### EXERCISE
Please repeat exactly the line containing "Where can the man's" and each line after it in the records below, through the last.

[Opening SUPPLIED INFORMATION section]

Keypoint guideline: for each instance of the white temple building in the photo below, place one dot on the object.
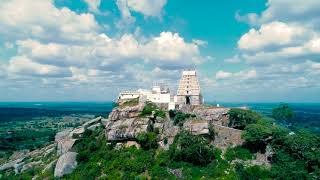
(189, 89)
(188, 93)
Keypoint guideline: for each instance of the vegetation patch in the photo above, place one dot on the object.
(238, 152)
(150, 108)
(192, 149)
(179, 117)
(148, 140)
(240, 118)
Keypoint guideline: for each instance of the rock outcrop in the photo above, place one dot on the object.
(227, 137)
(125, 113)
(65, 164)
(214, 115)
(224, 136)
(125, 123)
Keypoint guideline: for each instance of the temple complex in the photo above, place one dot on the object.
(188, 93)
(189, 89)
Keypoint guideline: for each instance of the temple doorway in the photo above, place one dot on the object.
(188, 100)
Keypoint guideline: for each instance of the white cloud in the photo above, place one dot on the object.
(21, 65)
(305, 12)
(167, 48)
(20, 19)
(223, 75)
(93, 5)
(147, 7)
(241, 75)
(233, 60)
(271, 35)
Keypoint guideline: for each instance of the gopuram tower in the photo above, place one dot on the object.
(189, 89)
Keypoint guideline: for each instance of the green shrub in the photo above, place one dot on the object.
(240, 118)
(192, 149)
(165, 140)
(148, 140)
(252, 172)
(151, 107)
(237, 153)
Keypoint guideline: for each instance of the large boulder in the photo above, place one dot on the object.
(227, 137)
(65, 164)
(65, 145)
(197, 127)
(126, 129)
(126, 112)
(11, 164)
(92, 122)
(214, 115)
(63, 135)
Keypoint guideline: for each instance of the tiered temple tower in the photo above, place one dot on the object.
(189, 89)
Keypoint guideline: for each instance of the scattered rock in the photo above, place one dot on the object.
(132, 143)
(125, 113)
(125, 129)
(11, 164)
(63, 135)
(226, 137)
(65, 145)
(214, 115)
(177, 172)
(197, 127)
(92, 122)
(49, 166)
(93, 127)
(30, 165)
(65, 164)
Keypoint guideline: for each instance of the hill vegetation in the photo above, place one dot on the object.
(295, 155)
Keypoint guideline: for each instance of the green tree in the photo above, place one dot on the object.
(148, 140)
(193, 149)
(257, 137)
(283, 113)
(240, 118)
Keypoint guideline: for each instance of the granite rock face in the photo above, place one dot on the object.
(65, 145)
(125, 129)
(92, 122)
(213, 115)
(197, 127)
(65, 164)
(125, 123)
(227, 137)
(125, 113)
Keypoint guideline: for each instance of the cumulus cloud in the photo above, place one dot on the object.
(21, 65)
(305, 12)
(93, 5)
(282, 46)
(20, 19)
(235, 59)
(151, 8)
(167, 48)
(241, 75)
(271, 35)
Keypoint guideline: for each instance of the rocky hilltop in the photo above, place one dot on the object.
(57, 157)
(125, 123)
(123, 126)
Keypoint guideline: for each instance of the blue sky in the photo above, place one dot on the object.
(89, 50)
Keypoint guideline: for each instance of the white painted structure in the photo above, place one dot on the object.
(188, 93)
(189, 89)
(156, 95)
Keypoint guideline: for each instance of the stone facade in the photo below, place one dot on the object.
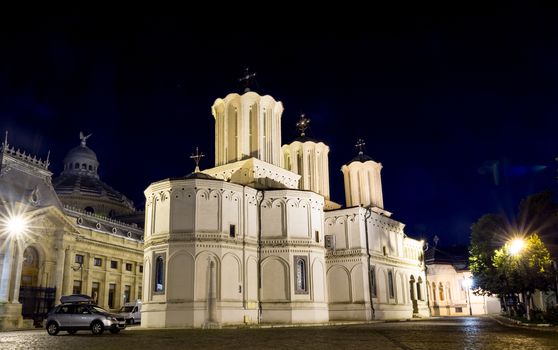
(63, 247)
(256, 239)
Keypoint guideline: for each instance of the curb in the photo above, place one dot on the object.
(508, 322)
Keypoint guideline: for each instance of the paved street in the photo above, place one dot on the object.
(441, 333)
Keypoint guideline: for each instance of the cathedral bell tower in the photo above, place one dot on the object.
(248, 141)
(247, 126)
(363, 182)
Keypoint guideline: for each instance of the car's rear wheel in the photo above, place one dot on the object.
(97, 328)
(52, 328)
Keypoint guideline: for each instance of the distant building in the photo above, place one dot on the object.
(451, 285)
(256, 239)
(62, 236)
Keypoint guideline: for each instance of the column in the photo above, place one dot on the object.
(67, 273)
(17, 278)
(6, 271)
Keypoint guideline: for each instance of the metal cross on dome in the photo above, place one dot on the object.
(303, 124)
(197, 158)
(360, 146)
(247, 79)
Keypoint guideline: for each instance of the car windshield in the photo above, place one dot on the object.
(99, 309)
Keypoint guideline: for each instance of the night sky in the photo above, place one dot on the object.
(462, 112)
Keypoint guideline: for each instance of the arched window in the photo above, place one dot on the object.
(159, 274)
(89, 210)
(301, 275)
(391, 287)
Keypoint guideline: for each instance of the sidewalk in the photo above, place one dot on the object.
(503, 320)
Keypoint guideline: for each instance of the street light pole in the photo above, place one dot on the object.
(469, 297)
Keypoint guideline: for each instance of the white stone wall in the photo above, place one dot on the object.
(247, 126)
(347, 267)
(310, 160)
(363, 184)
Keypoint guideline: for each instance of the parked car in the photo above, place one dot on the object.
(131, 312)
(75, 314)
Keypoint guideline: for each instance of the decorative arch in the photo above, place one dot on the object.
(339, 284)
(275, 279)
(181, 276)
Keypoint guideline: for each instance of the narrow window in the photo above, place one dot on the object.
(77, 287)
(127, 290)
(391, 288)
(112, 293)
(373, 281)
(301, 275)
(159, 274)
(79, 259)
(95, 286)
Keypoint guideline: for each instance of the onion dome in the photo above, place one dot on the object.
(79, 185)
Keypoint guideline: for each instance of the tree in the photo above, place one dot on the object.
(484, 238)
(526, 271)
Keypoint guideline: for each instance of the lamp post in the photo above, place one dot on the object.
(467, 284)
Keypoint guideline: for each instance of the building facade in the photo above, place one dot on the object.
(256, 239)
(57, 237)
(451, 286)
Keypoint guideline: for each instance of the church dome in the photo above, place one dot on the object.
(79, 185)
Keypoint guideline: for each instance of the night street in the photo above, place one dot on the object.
(442, 333)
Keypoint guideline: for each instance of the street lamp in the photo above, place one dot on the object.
(516, 246)
(467, 282)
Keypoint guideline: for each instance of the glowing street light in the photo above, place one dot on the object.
(516, 246)
(16, 225)
(467, 283)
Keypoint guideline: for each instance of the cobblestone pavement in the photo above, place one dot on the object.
(438, 333)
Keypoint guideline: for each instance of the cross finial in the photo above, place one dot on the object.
(197, 158)
(303, 124)
(247, 79)
(360, 146)
(83, 138)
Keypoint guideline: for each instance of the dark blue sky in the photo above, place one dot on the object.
(438, 101)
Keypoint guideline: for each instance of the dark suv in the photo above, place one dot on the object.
(72, 317)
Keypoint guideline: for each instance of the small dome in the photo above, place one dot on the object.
(79, 185)
(81, 160)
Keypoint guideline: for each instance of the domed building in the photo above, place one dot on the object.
(79, 186)
(74, 235)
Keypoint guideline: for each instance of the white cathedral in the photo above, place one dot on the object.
(256, 239)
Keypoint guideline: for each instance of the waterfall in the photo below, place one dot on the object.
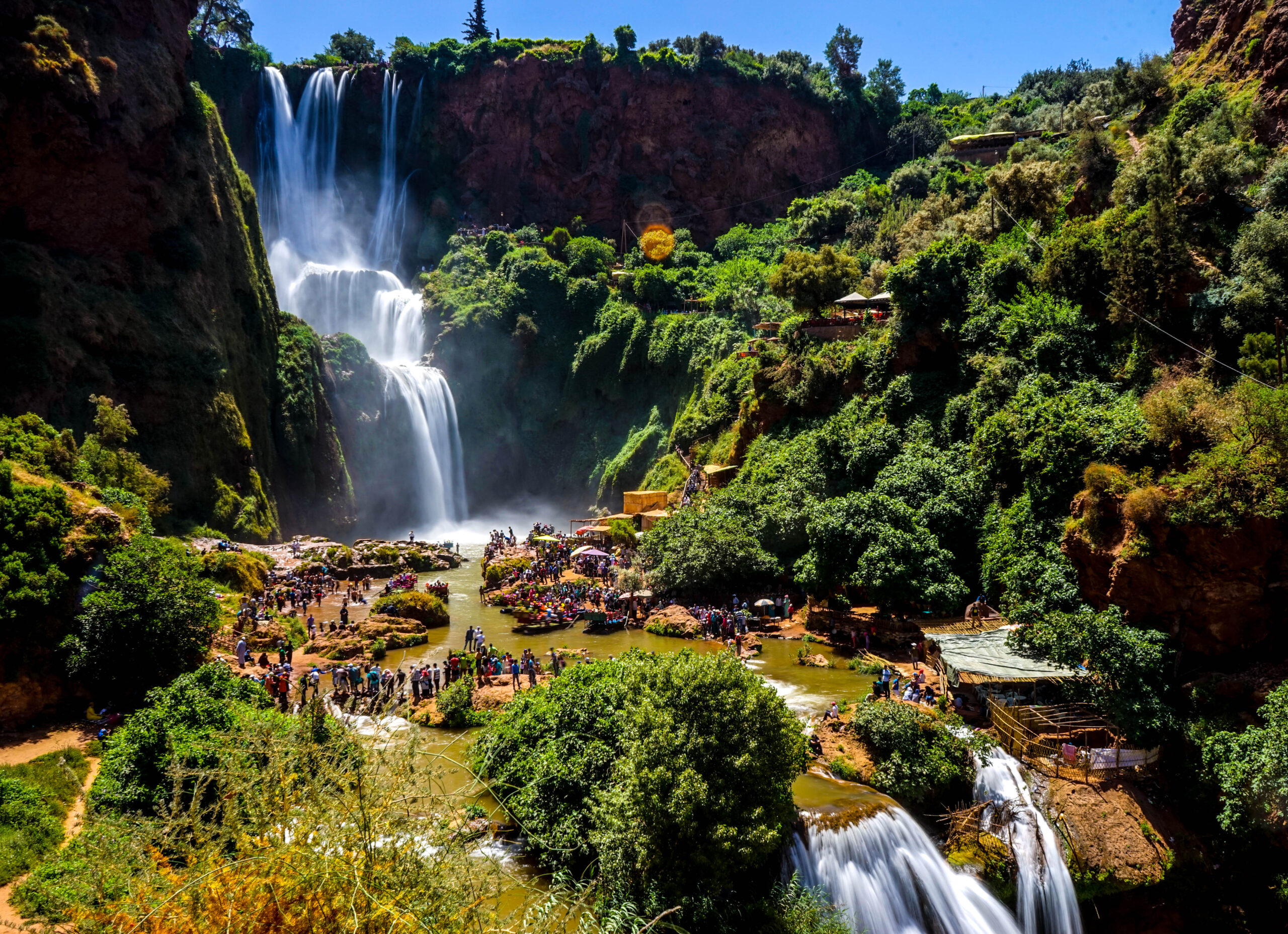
(385, 242)
(891, 879)
(338, 283)
(1045, 896)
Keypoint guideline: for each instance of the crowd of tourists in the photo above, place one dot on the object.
(298, 591)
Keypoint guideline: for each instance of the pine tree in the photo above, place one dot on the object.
(475, 25)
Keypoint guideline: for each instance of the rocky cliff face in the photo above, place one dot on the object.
(133, 266)
(1218, 591)
(539, 142)
(1238, 40)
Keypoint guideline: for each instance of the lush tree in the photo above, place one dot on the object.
(877, 543)
(705, 552)
(1261, 357)
(475, 24)
(222, 22)
(934, 284)
(919, 756)
(673, 771)
(1128, 668)
(886, 90)
(148, 619)
(625, 38)
(186, 722)
(588, 257)
(918, 136)
(353, 48)
(33, 524)
(1246, 474)
(1251, 770)
(105, 460)
(843, 54)
(426, 609)
(815, 280)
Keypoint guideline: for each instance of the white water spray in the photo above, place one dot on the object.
(330, 281)
(889, 879)
(1045, 896)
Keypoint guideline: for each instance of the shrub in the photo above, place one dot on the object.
(456, 704)
(148, 620)
(619, 762)
(28, 827)
(1251, 770)
(243, 571)
(499, 572)
(189, 722)
(1146, 505)
(918, 756)
(413, 605)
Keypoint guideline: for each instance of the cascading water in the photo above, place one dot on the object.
(889, 878)
(334, 284)
(1045, 896)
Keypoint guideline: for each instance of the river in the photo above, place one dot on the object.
(879, 862)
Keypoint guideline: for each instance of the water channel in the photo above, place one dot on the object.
(872, 857)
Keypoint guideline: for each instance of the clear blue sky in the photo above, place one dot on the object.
(961, 45)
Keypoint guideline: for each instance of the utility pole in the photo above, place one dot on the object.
(1279, 348)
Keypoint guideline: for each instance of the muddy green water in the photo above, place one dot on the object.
(806, 690)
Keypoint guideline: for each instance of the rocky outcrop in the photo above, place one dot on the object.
(1216, 590)
(133, 266)
(1243, 42)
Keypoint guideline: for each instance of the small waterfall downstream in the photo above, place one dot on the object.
(891, 879)
(1045, 896)
(337, 281)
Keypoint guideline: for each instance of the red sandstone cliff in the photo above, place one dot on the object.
(1218, 591)
(543, 142)
(132, 263)
(1238, 40)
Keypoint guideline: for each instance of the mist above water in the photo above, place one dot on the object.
(341, 281)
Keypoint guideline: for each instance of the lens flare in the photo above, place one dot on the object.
(656, 242)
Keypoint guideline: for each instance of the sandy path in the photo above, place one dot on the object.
(72, 824)
(22, 747)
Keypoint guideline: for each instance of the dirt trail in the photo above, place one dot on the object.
(22, 747)
(24, 750)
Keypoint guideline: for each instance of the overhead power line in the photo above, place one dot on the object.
(1142, 317)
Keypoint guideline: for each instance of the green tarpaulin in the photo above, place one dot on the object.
(986, 653)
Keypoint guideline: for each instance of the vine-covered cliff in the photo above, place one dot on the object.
(133, 267)
(541, 139)
(1243, 42)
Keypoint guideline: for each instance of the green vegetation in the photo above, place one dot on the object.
(616, 763)
(456, 704)
(148, 619)
(426, 609)
(919, 758)
(34, 800)
(247, 572)
(1250, 770)
(1128, 674)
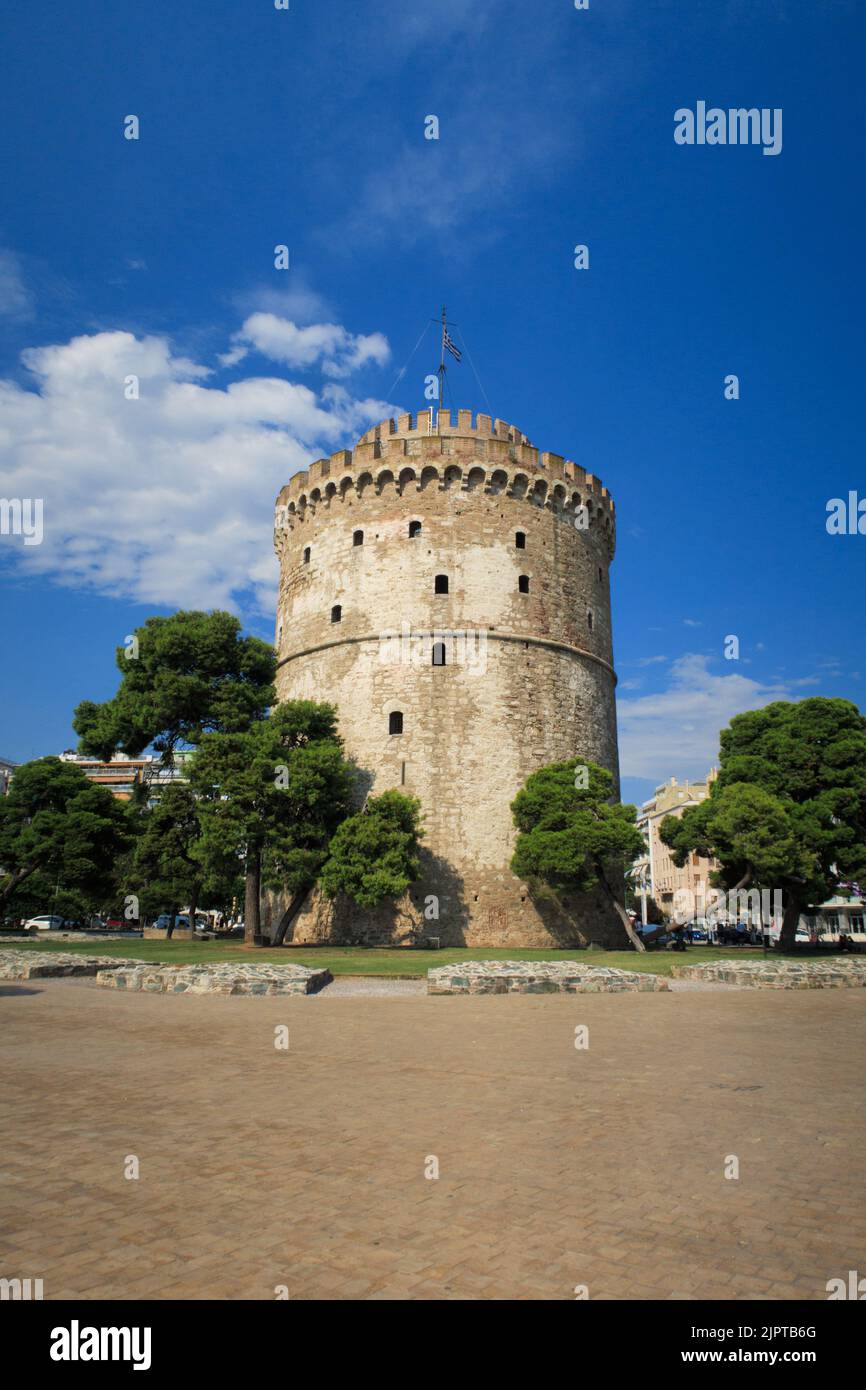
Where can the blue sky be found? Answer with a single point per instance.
(262, 127)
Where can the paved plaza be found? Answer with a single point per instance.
(305, 1168)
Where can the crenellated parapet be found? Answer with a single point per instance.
(431, 451)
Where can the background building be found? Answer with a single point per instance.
(121, 774)
(446, 587)
(663, 877)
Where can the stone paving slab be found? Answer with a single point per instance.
(779, 975)
(540, 977)
(552, 1161)
(32, 965)
(216, 979)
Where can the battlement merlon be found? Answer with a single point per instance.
(394, 445)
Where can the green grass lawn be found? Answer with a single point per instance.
(382, 961)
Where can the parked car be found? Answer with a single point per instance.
(163, 922)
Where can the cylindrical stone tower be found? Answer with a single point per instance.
(448, 590)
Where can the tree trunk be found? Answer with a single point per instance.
(14, 881)
(193, 902)
(787, 937)
(252, 891)
(633, 936)
(287, 918)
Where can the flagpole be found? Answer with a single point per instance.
(442, 370)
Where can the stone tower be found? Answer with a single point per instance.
(446, 587)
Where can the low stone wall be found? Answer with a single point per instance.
(779, 975)
(540, 977)
(216, 979)
(35, 965)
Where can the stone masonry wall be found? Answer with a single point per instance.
(533, 683)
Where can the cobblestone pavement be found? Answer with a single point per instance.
(558, 1166)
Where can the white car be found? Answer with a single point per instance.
(46, 923)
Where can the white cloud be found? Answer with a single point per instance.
(330, 345)
(170, 498)
(674, 733)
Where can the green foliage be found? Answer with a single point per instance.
(570, 837)
(788, 808)
(166, 869)
(192, 673)
(59, 824)
(374, 854)
(278, 790)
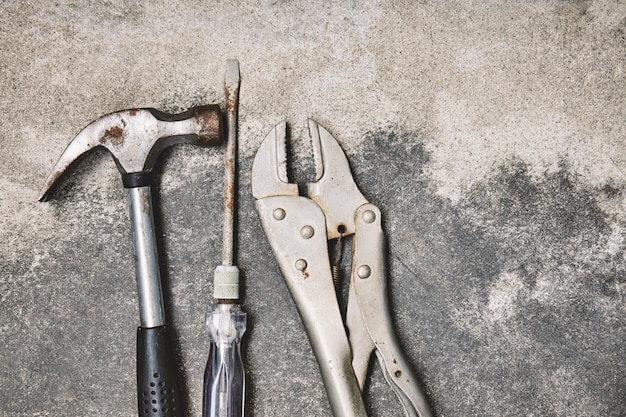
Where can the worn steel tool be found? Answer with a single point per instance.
(135, 138)
(299, 229)
(224, 377)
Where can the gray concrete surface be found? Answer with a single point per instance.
(491, 134)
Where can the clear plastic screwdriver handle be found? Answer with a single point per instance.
(224, 378)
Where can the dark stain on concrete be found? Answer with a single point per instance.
(509, 301)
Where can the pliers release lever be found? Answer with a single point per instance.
(298, 229)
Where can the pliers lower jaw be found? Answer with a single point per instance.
(298, 229)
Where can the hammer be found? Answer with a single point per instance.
(135, 138)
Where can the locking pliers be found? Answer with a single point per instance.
(298, 229)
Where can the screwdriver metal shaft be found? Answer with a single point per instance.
(224, 377)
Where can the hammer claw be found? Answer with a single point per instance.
(136, 137)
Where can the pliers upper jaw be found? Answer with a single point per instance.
(334, 189)
(269, 169)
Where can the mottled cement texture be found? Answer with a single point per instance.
(491, 134)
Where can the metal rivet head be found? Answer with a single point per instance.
(307, 232)
(364, 271)
(301, 264)
(279, 214)
(369, 216)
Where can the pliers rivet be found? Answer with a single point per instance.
(279, 214)
(369, 216)
(301, 264)
(364, 271)
(307, 232)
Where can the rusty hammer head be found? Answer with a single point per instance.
(136, 137)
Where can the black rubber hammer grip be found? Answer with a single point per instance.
(157, 380)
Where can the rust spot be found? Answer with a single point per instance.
(113, 135)
(209, 119)
(230, 197)
(231, 100)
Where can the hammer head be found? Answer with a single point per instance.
(136, 137)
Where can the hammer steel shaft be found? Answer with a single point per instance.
(151, 311)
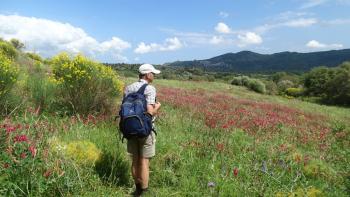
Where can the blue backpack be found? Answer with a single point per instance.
(134, 119)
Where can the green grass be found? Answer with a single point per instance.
(189, 155)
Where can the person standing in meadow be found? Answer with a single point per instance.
(143, 149)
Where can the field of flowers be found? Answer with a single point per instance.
(211, 142)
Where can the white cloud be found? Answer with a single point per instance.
(223, 14)
(222, 28)
(295, 23)
(170, 44)
(312, 3)
(48, 37)
(301, 22)
(317, 45)
(339, 21)
(249, 38)
(216, 40)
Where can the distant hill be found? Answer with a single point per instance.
(247, 61)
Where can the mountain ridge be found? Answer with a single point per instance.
(248, 61)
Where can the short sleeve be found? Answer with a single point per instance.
(150, 93)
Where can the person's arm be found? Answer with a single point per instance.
(153, 109)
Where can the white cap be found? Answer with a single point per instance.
(148, 68)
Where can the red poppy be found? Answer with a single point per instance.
(21, 138)
(23, 155)
(6, 165)
(235, 171)
(220, 147)
(33, 150)
(47, 173)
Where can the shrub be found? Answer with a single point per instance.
(21, 163)
(8, 77)
(257, 86)
(253, 84)
(85, 86)
(8, 50)
(40, 90)
(338, 87)
(17, 44)
(295, 92)
(315, 81)
(271, 87)
(283, 85)
(34, 56)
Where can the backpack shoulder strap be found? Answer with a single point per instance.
(142, 89)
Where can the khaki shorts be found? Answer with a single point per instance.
(145, 147)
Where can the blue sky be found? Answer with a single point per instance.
(164, 31)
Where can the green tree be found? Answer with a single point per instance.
(315, 81)
(338, 87)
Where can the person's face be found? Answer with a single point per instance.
(150, 77)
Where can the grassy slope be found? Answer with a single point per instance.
(187, 158)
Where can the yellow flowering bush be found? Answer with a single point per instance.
(85, 86)
(8, 50)
(8, 74)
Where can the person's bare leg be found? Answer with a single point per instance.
(135, 172)
(144, 172)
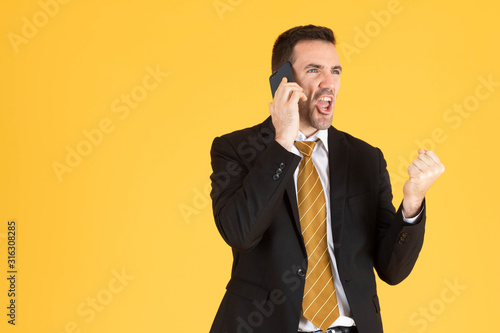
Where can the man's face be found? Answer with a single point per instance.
(317, 70)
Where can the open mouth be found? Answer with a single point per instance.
(324, 104)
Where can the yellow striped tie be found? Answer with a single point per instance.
(319, 303)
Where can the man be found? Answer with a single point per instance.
(294, 184)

[Closing SUPPLIED INFORMATION section]

### WRITTEN ANSWER
Where can the man's face be found? Answer with a single point per instance.
(317, 70)
Where can the open mouth be found? Answer with a single point per instance.
(324, 104)
Where can the yellow striped tie be found? Answer with a single point per instance.
(319, 303)
Where can the man be found? Answer with a single point per instance.
(294, 184)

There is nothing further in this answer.